本题任务:
请逐字誊写下列全部各行，不作任何改动。

所给数据:

━━━

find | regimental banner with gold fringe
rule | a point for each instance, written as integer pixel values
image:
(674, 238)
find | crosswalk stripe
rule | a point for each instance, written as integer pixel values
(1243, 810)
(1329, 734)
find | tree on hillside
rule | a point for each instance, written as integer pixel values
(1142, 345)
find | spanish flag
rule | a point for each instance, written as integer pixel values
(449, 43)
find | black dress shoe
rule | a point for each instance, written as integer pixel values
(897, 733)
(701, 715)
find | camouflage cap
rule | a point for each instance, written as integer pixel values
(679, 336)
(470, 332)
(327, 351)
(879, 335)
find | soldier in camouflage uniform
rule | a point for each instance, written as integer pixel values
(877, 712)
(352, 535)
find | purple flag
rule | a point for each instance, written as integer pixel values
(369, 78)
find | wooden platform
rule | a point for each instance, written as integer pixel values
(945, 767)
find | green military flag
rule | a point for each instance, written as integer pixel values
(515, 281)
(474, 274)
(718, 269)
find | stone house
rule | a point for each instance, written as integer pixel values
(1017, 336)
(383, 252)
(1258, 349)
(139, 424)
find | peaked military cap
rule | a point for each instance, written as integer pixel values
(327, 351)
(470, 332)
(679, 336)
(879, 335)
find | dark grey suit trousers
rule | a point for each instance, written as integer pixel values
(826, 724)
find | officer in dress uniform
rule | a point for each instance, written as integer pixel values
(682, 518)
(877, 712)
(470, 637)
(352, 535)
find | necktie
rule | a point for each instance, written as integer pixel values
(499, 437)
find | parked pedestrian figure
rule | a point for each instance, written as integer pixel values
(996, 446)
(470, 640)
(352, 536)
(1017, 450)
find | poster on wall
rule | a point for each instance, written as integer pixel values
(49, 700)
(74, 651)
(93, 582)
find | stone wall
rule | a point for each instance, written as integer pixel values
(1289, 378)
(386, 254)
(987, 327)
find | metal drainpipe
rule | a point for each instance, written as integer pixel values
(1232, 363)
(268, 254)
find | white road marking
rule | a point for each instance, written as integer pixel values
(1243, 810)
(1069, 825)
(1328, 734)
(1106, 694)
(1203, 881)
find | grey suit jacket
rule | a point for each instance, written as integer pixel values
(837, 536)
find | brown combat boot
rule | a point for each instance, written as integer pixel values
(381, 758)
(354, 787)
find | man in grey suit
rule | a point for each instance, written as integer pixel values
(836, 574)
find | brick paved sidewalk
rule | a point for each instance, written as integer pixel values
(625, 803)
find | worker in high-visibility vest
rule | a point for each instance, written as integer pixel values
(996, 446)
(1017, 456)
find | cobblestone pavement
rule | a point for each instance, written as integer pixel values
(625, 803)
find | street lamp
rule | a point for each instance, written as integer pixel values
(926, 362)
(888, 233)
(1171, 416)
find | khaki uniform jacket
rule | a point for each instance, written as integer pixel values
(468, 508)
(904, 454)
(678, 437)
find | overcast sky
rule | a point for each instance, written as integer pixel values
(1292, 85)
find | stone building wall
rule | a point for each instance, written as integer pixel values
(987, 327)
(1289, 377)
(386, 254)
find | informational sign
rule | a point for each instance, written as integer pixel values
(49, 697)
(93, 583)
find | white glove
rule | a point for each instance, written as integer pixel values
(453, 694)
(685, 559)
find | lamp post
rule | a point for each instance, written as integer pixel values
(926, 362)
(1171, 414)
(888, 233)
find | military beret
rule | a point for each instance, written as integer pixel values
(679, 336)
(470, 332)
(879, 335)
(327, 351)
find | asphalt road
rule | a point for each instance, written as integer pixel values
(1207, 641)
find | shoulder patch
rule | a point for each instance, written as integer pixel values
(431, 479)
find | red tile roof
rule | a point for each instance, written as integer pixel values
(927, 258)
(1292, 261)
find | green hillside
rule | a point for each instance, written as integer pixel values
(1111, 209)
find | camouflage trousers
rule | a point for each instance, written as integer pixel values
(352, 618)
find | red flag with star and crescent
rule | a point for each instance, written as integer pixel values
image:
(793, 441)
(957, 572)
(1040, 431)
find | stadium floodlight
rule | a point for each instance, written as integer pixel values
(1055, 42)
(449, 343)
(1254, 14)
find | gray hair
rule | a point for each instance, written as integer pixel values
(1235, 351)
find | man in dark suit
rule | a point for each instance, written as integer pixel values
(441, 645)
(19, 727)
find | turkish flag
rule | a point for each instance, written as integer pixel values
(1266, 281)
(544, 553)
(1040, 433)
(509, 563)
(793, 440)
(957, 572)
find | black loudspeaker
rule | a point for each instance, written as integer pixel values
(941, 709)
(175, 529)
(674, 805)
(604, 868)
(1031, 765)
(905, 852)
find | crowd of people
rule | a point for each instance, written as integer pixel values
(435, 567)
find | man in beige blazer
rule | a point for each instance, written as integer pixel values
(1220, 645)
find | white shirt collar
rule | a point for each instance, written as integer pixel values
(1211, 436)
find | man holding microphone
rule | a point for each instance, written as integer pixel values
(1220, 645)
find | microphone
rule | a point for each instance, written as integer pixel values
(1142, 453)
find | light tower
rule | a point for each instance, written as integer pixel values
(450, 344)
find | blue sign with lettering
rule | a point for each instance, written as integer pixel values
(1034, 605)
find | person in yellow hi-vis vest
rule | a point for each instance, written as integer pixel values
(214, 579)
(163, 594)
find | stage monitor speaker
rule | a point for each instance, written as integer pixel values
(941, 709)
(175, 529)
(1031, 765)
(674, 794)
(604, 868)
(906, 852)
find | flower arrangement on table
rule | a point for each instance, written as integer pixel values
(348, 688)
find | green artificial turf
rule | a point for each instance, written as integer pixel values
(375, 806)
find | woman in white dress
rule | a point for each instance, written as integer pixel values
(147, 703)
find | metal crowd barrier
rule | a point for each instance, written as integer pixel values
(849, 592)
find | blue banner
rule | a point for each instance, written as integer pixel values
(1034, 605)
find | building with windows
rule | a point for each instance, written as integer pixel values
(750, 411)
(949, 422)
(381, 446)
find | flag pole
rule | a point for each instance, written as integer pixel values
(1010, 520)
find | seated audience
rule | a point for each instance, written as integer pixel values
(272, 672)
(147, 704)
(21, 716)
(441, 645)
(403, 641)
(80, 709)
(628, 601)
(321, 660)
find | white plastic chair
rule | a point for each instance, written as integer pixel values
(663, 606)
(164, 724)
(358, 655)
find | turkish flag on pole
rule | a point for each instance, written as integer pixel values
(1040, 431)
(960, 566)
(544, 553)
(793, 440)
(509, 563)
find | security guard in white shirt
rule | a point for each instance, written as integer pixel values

━━━

参考答案:
find | regimental banner with gold fringe
rule | a point for each instance, written as integer pixel values
image:
(674, 238)
find | crosswalk stripe
rule | a point for each instance, written as integer pixel values
(1243, 810)
(1329, 734)
find | tree on hillside
rule | a point for each instance, written as integer pixel values
(1142, 345)
find | spanish flag
rule | a point for each instance, written as integer pixel values
(449, 43)
find | black dress shoe
rule | a point for each instance, written as integer pixel values
(897, 733)
(701, 715)
find | camouflage cap
rule | a point for each instance, written as integer pixel values
(679, 336)
(470, 332)
(327, 351)
(879, 335)
find | soldier in camouflage uniform
rule | a point for each instance, written as integer pixel values
(877, 712)
(352, 535)
find | purple flag
rule | a point for each instance, written as integer pixel values
(369, 78)
find | wooden platform
rule | a point for each instance, written as integer pixel values
(945, 767)
find | green military flag
rule | a point for each instance, written as integer pixel values
(515, 281)
(474, 274)
(718, 269)
find | stone house
rule | a point for each instance, written as integer pixel values
(1017, 336)
(383, 252)
(1258, 349)
(139, 424)
find | peaked military cap
rule | a point for each instance, written as integer pixel values
(327, 351)
(470, 332)
(679, 336)
(879, 335)
find | dark grey suit trousers
rule | a point for each instance, written as integer pixel values
(826, 724)
find | officer in dress uniform
rule | a point for each instance, written as integer pixel values
(682, 518)
(877, 712)
(470, 637)
(352, 535)
find | necktie
rule | a point for each instance, written as integer pixel values
(499, 437)
find | parked pedestrian figure
rule | a point for each instance, written as integer pixel values
(996, 446)
(470, 640)
(352, 536)
(1017, 450)
find | poster on wall
rule | a point for each instance, written as integer pixel values
(49, 700)
(74, 651)
(93, 582)
find | stone wall
rule | a point for each instance, written as integer pixel values
(1289, 378)
(386, 254)
(987, 327)
find | metal drainpipe
rule | a point for each instance, written as integer pixel values
(1232, 363)
(268, 254)
find | white road marking
rule | a point for each instance, written as integer pixel values
(1243, 810)
(1069, 825)
(1328, 734)
(1106, 694)
(1203, 881)
find | grey suit jacket
rule | a point for each instance, written as integer pixel values
(837, 536)
find | brown combat boot
rule | a point for each instance, written as integer pixel values
(381, 758)
(354, 787)
find | man in grey suit
rule | a point for each instance, written as integer pixel values
(836, 574)
find | brick paved sidewalk
rule | a point for each instance, written as integer pixel values
(625, 803)
find | worker in high-visibility vest
rule | a point for each instance, written as integer pixel values
(996, 446)
(1017, 456)
find | cobblestone pavement
rule | a point for each instance, written as integer pixel values
(625, 803)
find | street lamp
rule | a point for each instance, written as integer pixel values
(926, 362)
(888, 233)
(1171, 416)
find | khaki uniform jacket
rule | a point for each instance, written as integer pixel values
(468, 508)
(904, 454)
(678, 437)
find | overcast sky
rule | a point for each instance, written as integer pixel values
(1292, 85)
find | stone building wall
rule | a point for each instance, written as integer pixel values
(987, 327)
(1289, 377)
(386, 254)
find | informational sign
rule | a point for each instance, written as integer pixel values
(49, 697)
(93, 583)
find | white glove
rule | a point for each instance, written as integer pixel values
(453, 694)
(685, 559)
find | lamp post
rule | a point for each instance, written as integer pixel values
(926, 362)
(1171, 414)
(888, 233)
find | military beret
rule | a point for each instance, written as integer pixel values
(679, 336)
(470, 332)
(879, 335)
(327, 351)
find | asphalt road
rule | a point for each instance, written as integer pixel values
(1207, 641)
find | shoulder patch
rule | a point for each instance, written as integer pixel values
(431, 479)
find | red tile roof
rule | a point for each instance, written as integer pixel values
(927, 258)
(1292, 261)
find | green hillside
rule | a point for each instance, written as integer pixel values
(1111, 209)
find | camouflage trousers
rule | a point for each instance, written as integer pixel values
(352, 618)
find | red flag with star and crescent
rule | a point for each instance, written as integer pixel values
image:
(793, 441)
(957, 572)
(1040, 431)
find | stadium floodlight
rule | a point for each instance, written as integer pixel values
(1055, 42)
(449, 343)
(1254, 14)
find | gray hair
rule | a point for each instance, written as integer pixel values
(1235, 351)
find | man in dark suit
rule | a point for each instance, written as integer pixel values
(441, 645)
(19, 727)
find | turkish flag
rule | a point for each instance, written as integer pixel values
(1266, 281)
(544, 553)
(1040, 433)
(509, 563)
(793, 440)
(957, 572)
find | black loudspeaker
rule | a point for each instance, written as integer pixel values
(941, 709)
(175, 529)
(674, 805)
(604, 868)
(1031, 765)
(905, 852)
find | crowd of people
rule | a point for each instance, written as integer pixel values
(435, 567)
find | man in beige blazer
rule | a point for each instance, written as integer pixel values
(1220, 645)
find | white shirt collar
rule | a point for each instance, written as integer pixel values
(1211, 436)
find | man holding microphone
rule | a point for each instance, written as integer pixel values
(1220, 645)
find | microphone
rule | a point for each instance, written as integer pixel values
(1142, 453)
find | light tower
rule | a point for each instance, written as integer pixel values
(450, 344)
find | blue sign with lettering
rule | a point for each instance, written as integer pixel values
(1034, 605)
find | person in yellow hi-vis vest
rule | a point for each instance, written as integer pixel values
(214, 579)
(163, 594)
find | stage monitor speaker
rule | a point for each instance, written as integer pixel values
(941, 709)
(175, 529)
(1031, 765)
(674, 794)
(604, 868)
(906, 852)
find | flower arrangement on table
rule | a point for each instance, written as integer pixel values
(348, 688)
find | green artificial turf
rule | a point for each instance, written as integer pixel values
(375, 806)
find | woman in white dress
rule | a point for each instance, written as integer pixel values
(147, 703)
find | metal crowd barrier
rule | a point for each instance, written as integer pixel values
(849, 592)
find | blue banner
rule | a point for each instance, written as integer pixel values
(1034, 605)
find | building with windows
rule | a point for each instance, written as integer pixel values
(750, 411)
(949, 422)
(381, 446)
find | flag pole
rule | a point for each instance, written as integer pixel values
(1010, 520)
find | seated audience
rule | a point for each instance, written as integer pixel values
(272, 672)
(147, 704)
(21, 716)
(441, 645)
(403, 641)
(80, 709)
(628, 601)
(321, 660)
find | white plastic chair
rule | a point for each instance, written as integer pixel values
(663, 606)
(164, 724)
(358, 655)
find | turkish flag on pole
rule | a point for each instance, written as integer pixel values
(1040, 431)
(960, 566)
(544, 553)
(793, 440)
(509, 563)
find | security guard in white shirt
rule | a point for each instance, written as integer pixel values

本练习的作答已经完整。